* _Problème posé_
Renvoyez telles quelles toutes les lignes ci-dessous, en omettant les images.
———
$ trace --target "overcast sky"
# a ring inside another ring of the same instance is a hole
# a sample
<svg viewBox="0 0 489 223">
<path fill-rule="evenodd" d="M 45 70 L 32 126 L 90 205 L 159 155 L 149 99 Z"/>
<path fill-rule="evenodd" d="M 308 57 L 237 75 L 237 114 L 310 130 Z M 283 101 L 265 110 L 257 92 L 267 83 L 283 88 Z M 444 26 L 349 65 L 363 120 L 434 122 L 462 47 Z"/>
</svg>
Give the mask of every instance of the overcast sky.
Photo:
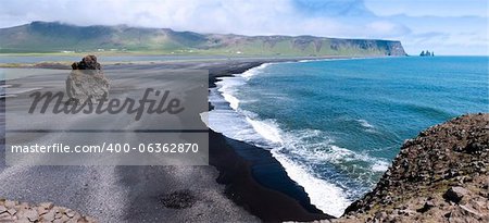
———
* _Résultat de l'exercice_
$ trace --target "overcast sky"
# a ring inside another ring of the same instance is a hole
# a sample
<svg viewBox="0 0 489 223">
<path fill-rule="evenodd" d="M 45 70 L 32 126 L 90 205 L 159 155 L 149 99 Z"/>
<path fill-rule="evenodd" d="M 308 57 L 237 75 L 237 114 L 310 130 Z M 283 101 L 265 110 L 257 92 L 267 83 L 283 88 Z M 444 26 L 349 65 L 363 120 L 434 122 L 462 47 Z"/>
</svg>
Give the mask of every instance of the overcast sky.
Photo:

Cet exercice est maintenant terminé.